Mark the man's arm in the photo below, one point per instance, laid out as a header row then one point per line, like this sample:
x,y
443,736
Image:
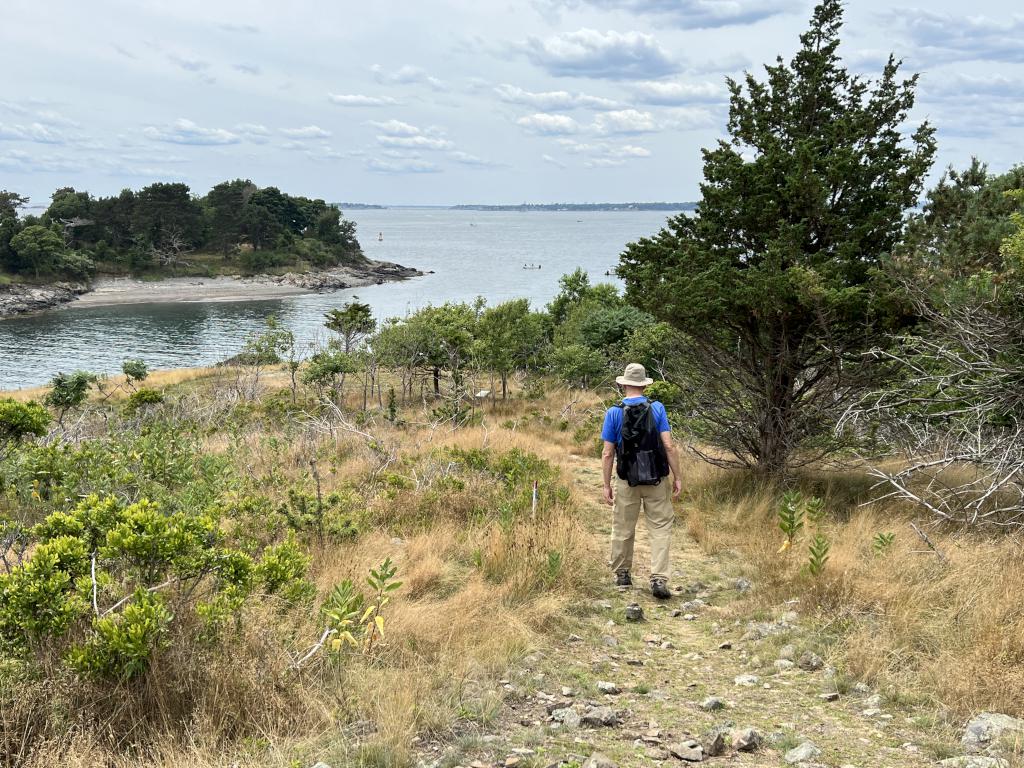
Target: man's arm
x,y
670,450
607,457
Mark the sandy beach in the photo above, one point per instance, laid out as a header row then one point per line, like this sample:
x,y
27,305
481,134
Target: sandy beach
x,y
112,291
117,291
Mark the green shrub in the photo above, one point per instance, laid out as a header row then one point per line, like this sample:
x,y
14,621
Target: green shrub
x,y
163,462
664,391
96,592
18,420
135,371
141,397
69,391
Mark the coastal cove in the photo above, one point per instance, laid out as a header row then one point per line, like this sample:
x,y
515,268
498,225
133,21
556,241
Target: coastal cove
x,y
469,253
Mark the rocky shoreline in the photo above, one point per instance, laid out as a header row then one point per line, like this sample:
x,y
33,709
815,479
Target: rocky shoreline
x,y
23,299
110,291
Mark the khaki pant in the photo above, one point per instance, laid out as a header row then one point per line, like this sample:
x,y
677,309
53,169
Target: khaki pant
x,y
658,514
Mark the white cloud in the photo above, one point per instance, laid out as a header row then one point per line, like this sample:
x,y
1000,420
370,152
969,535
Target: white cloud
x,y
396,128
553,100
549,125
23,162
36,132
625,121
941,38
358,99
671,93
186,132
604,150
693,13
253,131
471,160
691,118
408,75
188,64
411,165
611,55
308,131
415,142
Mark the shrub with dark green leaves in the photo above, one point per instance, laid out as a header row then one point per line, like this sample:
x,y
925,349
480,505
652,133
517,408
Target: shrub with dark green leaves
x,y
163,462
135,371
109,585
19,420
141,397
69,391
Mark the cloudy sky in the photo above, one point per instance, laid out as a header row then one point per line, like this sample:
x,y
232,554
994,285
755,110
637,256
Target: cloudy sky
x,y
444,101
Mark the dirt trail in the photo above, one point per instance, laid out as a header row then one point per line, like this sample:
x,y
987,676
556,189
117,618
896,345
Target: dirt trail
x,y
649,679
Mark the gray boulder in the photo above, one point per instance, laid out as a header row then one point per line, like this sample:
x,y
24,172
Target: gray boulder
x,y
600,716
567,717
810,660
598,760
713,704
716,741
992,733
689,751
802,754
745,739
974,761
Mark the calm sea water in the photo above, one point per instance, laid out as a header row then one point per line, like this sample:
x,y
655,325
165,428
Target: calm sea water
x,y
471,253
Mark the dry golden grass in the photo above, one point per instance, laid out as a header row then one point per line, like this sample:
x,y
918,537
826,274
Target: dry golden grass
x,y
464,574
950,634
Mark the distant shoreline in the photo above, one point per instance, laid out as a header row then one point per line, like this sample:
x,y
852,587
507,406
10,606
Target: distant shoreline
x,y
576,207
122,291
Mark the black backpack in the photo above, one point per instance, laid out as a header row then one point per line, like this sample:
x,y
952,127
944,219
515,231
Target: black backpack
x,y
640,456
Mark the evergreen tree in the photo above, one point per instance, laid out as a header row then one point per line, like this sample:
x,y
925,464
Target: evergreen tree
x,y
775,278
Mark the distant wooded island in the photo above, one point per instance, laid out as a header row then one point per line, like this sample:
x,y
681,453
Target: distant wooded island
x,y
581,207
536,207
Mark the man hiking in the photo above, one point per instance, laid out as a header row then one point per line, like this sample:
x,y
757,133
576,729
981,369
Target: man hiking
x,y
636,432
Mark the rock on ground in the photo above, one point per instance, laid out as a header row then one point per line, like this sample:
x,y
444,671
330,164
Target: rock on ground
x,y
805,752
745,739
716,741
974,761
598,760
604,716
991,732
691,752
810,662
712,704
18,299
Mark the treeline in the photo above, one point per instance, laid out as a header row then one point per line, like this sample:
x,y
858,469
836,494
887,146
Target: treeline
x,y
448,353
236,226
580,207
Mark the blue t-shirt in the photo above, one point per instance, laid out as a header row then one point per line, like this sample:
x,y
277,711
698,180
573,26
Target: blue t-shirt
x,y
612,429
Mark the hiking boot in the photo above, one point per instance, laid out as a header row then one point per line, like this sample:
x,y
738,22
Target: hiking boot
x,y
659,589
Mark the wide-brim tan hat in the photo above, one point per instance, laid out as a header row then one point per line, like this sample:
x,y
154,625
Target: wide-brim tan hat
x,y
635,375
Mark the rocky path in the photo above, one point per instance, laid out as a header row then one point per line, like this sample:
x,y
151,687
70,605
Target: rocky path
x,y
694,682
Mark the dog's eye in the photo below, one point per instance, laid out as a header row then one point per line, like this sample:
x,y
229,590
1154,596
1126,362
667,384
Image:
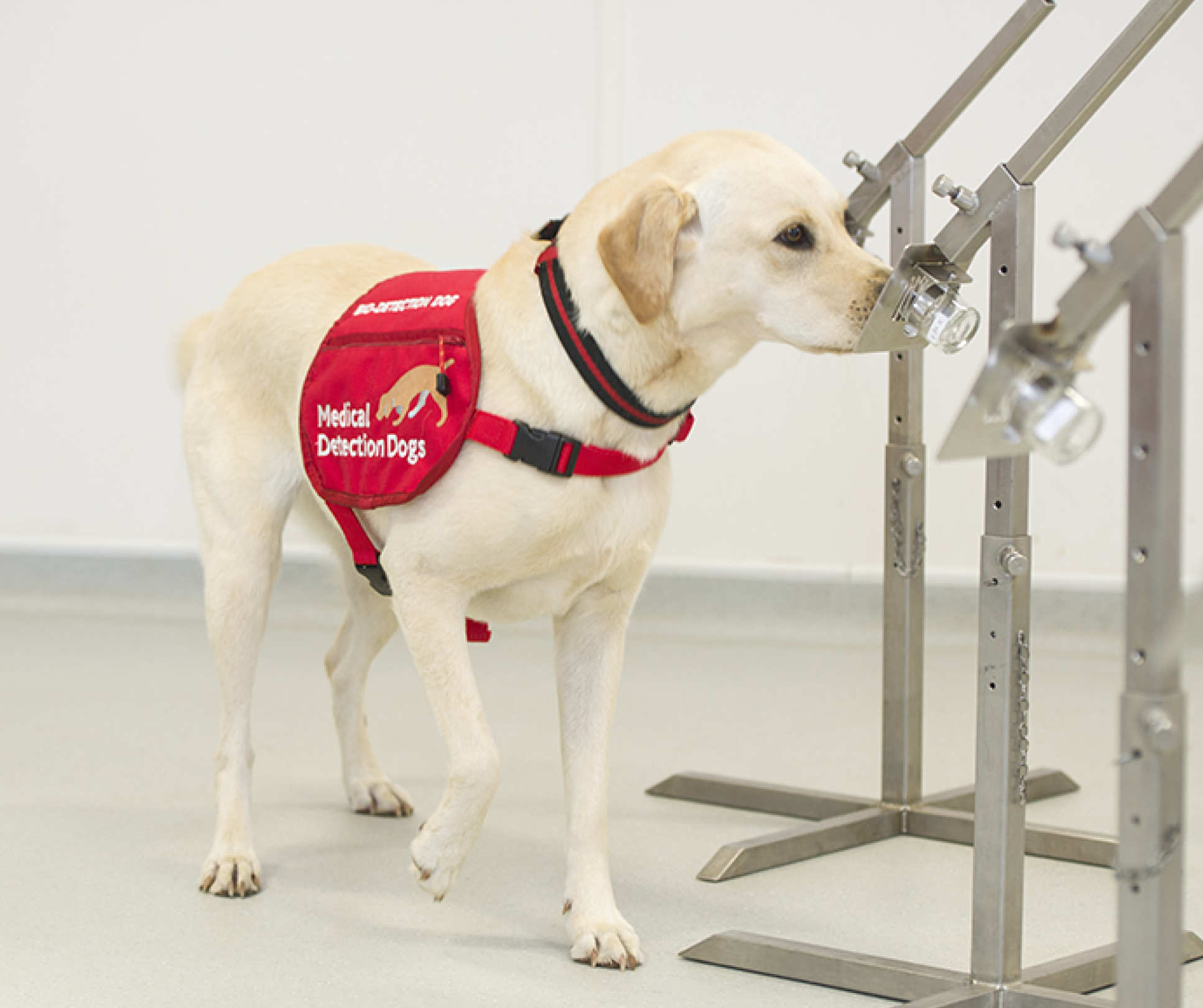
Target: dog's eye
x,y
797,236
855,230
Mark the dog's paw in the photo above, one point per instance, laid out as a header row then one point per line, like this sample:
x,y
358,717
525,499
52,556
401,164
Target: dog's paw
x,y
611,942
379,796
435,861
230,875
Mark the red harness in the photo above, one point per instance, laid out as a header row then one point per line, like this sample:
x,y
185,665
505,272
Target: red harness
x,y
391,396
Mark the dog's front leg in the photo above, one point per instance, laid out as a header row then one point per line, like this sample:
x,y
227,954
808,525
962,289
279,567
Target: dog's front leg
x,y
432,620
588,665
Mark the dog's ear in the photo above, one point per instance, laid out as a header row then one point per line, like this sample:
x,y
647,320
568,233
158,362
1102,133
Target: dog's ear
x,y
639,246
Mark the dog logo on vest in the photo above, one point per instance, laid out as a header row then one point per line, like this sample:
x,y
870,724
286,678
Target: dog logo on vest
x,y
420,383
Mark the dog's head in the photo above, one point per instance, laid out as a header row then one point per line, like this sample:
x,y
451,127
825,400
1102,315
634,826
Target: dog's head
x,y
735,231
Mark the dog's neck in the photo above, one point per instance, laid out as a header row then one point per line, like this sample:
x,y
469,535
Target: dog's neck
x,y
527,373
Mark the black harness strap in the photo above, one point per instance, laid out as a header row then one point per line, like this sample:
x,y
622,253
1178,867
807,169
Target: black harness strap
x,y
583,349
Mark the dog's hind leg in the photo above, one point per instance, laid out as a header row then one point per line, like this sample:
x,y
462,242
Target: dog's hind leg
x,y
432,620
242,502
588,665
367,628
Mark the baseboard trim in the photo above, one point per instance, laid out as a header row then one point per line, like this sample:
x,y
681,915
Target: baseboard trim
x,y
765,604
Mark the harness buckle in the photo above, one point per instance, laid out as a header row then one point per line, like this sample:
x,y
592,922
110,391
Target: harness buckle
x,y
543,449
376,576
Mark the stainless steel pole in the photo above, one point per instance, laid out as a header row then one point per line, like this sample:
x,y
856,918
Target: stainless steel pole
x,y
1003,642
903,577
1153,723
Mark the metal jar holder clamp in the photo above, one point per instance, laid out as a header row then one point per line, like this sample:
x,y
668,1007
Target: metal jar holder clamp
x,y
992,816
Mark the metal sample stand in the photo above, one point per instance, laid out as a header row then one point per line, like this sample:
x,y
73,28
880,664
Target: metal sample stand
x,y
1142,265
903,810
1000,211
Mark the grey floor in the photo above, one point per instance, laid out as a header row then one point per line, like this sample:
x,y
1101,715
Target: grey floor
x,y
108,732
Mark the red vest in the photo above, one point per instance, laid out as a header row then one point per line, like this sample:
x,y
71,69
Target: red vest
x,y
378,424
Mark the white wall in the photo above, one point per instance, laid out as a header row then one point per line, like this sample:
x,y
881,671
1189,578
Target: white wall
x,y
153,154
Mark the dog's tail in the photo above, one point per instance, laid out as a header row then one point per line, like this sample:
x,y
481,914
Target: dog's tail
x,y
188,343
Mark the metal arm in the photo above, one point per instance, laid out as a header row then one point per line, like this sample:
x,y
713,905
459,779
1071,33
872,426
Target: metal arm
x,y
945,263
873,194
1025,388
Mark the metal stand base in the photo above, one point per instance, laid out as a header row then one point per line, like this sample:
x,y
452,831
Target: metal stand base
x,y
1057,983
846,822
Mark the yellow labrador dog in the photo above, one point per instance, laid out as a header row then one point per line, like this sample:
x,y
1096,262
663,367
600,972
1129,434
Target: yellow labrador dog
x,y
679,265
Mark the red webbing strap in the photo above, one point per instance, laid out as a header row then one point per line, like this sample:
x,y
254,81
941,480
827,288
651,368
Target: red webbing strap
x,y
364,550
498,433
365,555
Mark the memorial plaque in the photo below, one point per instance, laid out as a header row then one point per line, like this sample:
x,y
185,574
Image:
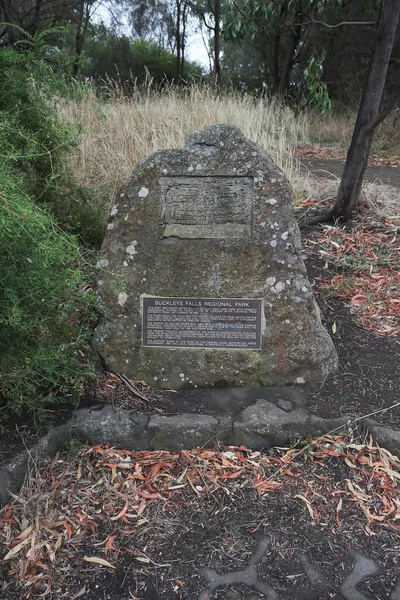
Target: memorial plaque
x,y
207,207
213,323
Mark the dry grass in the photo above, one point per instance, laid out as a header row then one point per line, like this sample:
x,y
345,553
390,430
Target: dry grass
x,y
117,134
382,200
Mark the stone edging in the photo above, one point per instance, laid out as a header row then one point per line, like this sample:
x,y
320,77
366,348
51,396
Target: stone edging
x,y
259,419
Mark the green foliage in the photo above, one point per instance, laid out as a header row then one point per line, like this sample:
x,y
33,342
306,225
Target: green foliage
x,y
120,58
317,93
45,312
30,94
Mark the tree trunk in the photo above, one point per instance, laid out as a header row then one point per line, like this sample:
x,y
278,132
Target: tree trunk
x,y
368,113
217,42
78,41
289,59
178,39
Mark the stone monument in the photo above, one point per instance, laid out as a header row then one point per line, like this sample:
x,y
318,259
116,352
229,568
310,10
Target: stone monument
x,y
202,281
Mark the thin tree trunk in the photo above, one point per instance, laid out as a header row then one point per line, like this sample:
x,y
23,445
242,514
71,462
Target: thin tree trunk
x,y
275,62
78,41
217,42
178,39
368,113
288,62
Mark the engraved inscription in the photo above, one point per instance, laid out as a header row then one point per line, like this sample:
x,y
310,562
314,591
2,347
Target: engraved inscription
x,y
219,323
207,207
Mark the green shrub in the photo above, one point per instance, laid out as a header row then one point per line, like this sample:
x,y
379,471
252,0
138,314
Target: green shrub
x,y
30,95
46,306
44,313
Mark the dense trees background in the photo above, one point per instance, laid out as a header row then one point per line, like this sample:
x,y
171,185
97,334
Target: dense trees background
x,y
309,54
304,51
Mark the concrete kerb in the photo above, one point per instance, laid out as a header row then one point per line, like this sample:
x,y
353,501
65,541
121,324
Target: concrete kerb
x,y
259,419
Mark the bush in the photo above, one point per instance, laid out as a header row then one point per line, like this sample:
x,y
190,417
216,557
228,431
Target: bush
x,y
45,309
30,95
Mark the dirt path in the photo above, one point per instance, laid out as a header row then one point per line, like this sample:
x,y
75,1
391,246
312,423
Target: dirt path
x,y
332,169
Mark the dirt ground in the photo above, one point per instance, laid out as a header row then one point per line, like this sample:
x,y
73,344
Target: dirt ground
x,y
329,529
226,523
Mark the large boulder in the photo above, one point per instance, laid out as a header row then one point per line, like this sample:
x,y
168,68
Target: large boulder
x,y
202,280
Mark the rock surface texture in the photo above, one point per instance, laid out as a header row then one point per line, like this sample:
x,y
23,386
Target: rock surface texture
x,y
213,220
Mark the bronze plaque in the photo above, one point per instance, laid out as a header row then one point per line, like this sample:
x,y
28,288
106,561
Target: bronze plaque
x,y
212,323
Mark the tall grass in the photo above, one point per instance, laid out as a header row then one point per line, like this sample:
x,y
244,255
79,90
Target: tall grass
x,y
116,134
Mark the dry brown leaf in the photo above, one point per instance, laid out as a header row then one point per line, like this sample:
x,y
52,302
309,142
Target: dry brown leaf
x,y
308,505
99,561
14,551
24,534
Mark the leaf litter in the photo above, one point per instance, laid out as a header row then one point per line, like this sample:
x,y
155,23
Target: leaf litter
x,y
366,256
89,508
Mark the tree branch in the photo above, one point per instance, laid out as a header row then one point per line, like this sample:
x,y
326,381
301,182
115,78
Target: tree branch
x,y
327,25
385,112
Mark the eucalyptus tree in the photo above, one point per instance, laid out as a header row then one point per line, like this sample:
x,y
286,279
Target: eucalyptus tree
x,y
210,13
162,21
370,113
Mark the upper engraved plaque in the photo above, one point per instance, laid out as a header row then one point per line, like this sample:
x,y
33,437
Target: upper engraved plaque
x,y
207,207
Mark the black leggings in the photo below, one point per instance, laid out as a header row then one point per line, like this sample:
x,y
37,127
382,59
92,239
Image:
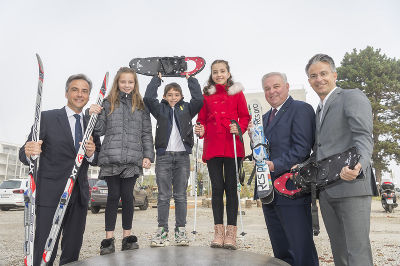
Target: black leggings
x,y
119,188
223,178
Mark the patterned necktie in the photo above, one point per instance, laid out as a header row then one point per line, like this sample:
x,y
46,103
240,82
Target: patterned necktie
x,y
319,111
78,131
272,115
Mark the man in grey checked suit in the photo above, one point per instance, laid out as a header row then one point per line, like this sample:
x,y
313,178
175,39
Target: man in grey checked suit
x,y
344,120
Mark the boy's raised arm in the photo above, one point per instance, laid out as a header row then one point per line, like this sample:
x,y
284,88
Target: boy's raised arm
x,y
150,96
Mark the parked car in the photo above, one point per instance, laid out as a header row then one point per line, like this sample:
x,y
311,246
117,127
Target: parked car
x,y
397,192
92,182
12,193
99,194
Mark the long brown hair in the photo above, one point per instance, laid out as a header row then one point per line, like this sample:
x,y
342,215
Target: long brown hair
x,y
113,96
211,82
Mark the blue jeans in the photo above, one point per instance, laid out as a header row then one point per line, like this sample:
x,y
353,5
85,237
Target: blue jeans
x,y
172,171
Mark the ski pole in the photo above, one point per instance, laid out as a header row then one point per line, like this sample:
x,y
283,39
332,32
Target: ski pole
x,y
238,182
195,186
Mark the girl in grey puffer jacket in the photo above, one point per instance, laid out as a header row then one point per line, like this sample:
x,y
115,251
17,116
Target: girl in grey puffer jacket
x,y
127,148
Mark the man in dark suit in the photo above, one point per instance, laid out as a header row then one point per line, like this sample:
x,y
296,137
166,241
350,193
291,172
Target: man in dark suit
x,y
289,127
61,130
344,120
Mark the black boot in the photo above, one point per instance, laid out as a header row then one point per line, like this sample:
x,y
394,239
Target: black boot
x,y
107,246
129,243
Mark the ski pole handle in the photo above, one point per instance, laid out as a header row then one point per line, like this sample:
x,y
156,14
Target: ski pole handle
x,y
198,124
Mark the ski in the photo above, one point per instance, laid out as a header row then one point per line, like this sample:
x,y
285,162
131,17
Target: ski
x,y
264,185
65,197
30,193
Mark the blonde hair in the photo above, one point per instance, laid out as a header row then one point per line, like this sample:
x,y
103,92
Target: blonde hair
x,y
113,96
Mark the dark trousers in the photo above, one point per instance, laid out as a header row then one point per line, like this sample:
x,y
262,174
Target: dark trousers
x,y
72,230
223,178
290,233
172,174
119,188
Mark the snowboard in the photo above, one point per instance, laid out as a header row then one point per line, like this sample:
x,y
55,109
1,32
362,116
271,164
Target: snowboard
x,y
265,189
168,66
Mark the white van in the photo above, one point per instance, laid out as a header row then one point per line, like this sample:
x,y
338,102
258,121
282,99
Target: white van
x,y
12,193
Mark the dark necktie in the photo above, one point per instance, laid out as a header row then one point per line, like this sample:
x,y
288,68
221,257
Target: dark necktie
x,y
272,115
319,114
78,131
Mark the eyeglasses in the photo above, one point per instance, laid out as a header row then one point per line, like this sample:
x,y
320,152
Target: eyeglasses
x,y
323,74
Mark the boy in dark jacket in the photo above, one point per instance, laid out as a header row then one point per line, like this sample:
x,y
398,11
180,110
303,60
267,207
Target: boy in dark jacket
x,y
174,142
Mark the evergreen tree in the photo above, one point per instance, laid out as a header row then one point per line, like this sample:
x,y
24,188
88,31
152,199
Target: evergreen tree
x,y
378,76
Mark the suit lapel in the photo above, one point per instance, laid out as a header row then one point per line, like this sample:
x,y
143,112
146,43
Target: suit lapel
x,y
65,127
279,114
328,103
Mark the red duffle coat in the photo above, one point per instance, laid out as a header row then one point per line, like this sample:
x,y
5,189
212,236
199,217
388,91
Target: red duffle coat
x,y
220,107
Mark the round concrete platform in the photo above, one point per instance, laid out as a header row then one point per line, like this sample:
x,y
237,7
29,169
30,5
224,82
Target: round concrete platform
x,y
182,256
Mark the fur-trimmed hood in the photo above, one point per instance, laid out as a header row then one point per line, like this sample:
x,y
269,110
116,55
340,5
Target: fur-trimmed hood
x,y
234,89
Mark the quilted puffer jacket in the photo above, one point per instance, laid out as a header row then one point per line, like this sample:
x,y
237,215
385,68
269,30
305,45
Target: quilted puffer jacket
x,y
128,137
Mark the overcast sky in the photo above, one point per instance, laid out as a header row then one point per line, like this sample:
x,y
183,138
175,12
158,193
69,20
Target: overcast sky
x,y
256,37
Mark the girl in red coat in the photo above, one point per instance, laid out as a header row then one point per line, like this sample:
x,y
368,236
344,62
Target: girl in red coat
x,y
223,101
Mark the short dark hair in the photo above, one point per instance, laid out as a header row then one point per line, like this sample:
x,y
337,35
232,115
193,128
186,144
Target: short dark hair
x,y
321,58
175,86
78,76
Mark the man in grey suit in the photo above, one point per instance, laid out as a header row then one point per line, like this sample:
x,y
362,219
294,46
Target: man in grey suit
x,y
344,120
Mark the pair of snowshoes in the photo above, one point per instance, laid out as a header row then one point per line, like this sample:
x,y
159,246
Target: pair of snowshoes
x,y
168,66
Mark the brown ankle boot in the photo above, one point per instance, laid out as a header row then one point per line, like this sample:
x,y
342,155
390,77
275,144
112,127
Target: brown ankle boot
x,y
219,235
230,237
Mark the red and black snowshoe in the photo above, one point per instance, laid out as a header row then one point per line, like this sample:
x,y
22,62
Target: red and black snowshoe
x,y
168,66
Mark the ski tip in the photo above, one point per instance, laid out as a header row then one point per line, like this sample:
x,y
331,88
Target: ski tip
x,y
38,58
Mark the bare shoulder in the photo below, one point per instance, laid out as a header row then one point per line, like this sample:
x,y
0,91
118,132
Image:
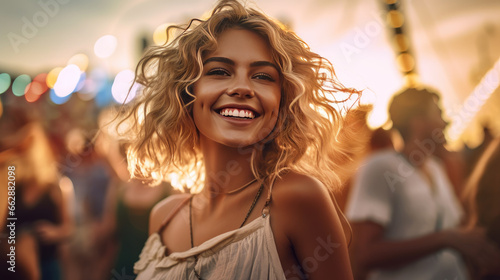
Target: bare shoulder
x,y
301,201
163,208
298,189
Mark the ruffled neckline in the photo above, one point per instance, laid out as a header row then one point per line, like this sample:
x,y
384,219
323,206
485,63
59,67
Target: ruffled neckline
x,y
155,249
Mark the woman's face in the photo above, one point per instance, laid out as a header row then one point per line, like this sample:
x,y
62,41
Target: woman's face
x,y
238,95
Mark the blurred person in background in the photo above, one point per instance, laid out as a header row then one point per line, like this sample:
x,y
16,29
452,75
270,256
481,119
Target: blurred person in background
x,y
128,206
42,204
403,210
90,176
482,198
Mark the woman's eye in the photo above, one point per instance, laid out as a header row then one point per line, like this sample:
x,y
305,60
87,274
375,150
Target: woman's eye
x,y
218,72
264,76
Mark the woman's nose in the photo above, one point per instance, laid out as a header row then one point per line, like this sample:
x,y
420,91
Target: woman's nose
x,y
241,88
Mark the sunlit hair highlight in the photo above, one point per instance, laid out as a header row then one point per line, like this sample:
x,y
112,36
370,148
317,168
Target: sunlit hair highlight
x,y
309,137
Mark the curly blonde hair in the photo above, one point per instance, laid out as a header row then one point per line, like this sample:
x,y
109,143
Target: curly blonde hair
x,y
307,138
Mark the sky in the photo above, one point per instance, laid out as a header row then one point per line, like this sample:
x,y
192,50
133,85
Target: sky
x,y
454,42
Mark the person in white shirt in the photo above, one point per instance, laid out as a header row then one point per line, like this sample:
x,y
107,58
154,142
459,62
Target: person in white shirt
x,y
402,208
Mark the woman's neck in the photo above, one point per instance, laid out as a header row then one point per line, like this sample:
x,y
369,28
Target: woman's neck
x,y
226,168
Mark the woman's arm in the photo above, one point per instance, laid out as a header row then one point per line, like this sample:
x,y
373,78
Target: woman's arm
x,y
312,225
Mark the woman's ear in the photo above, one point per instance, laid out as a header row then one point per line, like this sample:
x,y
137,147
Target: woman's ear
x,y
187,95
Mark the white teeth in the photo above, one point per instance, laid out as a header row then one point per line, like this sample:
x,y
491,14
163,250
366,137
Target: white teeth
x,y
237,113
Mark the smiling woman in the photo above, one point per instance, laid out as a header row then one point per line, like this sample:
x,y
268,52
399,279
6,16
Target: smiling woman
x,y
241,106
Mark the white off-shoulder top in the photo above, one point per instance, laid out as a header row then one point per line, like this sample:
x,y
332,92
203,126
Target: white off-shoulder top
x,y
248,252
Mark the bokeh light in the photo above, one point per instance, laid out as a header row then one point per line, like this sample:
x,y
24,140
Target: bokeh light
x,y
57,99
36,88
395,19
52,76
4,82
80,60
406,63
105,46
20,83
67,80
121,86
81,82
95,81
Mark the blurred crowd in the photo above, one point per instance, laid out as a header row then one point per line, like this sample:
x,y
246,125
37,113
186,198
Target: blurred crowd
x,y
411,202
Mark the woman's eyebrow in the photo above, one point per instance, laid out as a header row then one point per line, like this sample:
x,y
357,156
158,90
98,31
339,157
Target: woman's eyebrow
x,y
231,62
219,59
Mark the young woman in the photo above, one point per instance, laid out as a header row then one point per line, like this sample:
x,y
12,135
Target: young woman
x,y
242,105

==================================================

Exercise instructions
The lines to reproduce run from the one that contains "Mark the white off-shoulder" through the last line above; copy them exactly.

Reply to the task
Mark the white off-shoulder top in the photo above, one point per instance, laid out as a header row then one point per line, like this sample:
x,y
332,92
203,126
Target: white off-shoulder top
x,y
248,252
Mark the bokeh light in the photo above, one point per instance, laid out as a header row then one point per line, like this sample:
x,y
24,140
Target: bokeh light
x,y
57,99
36,88
395,19
52,76
4,82
80,60
406,63
105,46
20,83
67,80
121,86
81,82
95,81
Mark the blurred crowd in the photo above, one point per instance, laid out as a header row then one point per line, like this sample:
x,y
246,125
37,113
186,198
Target: blurred crowd
x,y
411,202
Mark the woman's eyebrow in the photo above, one point per instance, laid out as a header row then one point per line, like this sample:
x,y
357,156
158,90
98,31
339,157
Target: woman's eyebrow
x,y
231,62
219,59
Mark the young woman in the photo above, one point per instance, laid out as a header row then one point per line, like this sample:
x,y
12,135
Target: young woman
x,y
242,105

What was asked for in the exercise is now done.